EXERCISE TEXT |

O’Rourke: Migrant deaths preventable if US stopped building walls, militarizing border
El Paso Congressman Beto O’Rourke said Friday the death of migrants can be avoided if the US increased staffing at ports of entry and stopped militarizing the border.
“We can stop building walls and stop militarizing the border so that we stop people from trying to enter in isolated places like Antelope Wells,” said O’Rourke at the Paso Del Norte Port of Entry.
A 7-year-old Guatemalan girl found with her father and dozens of other migrants along a remote stretch of the U.S.-Mexico border suffered seizures and spiked a high fever in immigration custody and later died, federal officials said Friday. The girl was found with the group in the Southern New Mexico desert near Lordsburg. She died at an El Paso hospital.
O’Rourke spoke with the media after visiting asylum seekers at the Casa de Migrante, a shelter in Juarez that helps migrants waiting to seek asylum in the U.S.
The congressman said he spoke with a mother from Guatemala who is fleeing gang threats. The woman told O’Rourke threatening phone calls were becoming more frequent and more demanding and she believed it was a matter of time before she or her daughter were harmed by gang members.
O’Rourke said most of the migrants he spoke with were fleeing violence in Cuba and Central America. He said they had numbers written with permanent markers on their wrist, listing their place in line to meet with immigration officials at the ports of entry.

PROBLEM DETAILS |
Carry on the article about Beto O'Rourke and migrant deaths at the border, picking up right after its last sentence. The listing after this has nothing to do with the article.

EXTRACTED INFORMATION |
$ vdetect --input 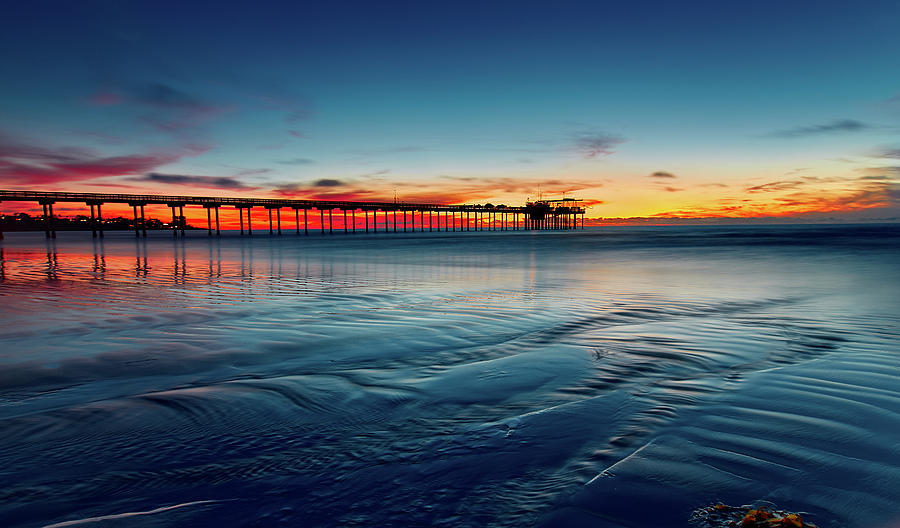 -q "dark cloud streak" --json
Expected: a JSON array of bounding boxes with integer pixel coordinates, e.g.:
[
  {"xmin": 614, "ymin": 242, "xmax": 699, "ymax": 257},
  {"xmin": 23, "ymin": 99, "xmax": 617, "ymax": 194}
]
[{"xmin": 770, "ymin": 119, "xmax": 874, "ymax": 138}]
---
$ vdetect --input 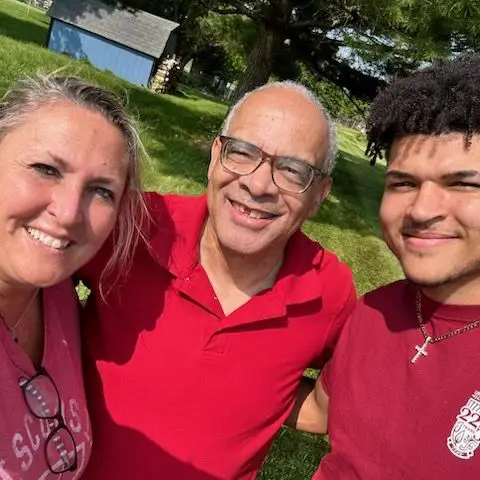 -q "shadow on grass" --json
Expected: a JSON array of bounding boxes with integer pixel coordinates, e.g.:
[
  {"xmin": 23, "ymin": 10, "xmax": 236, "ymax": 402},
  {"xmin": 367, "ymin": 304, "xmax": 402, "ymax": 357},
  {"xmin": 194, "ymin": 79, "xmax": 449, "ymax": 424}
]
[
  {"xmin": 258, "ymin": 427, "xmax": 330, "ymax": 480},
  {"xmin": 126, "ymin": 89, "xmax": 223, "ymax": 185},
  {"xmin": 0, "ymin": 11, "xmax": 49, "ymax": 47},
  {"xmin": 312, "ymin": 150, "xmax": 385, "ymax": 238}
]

THE ANSWER |
The congressman said the US should increase staffing capacity at ports of entry so more asylum cases are processed daily. O’Rourke also said he and other lawmakers have discussed a “Marshall Plan” for Central America in order to invest in those countries to improve their economies so their citizens do not flee north.
“We can either try to address these issues here at the border by turning asylum seekers away or building a wall, or we can try to address these problems in countries of origin. Some of my colleagues have suggested a Marshall Plan for Central America. I think it makes sense to think about investing in those countries,” O’Rourke said.
Earlier this week, the CBP commissioner told members of Congress a wall is necessary – and could help migrants – because it would deter them from crossing dangerous parts of the border. “We must invest in border security, including a modern border wall system at our ports of entry, additional agents and officers and air and marine support,” said Kevin McAleenan, “All of these steps will make a difference, but we must also confront and address the vulnerabilities in our legal framework for lasting change at the border.”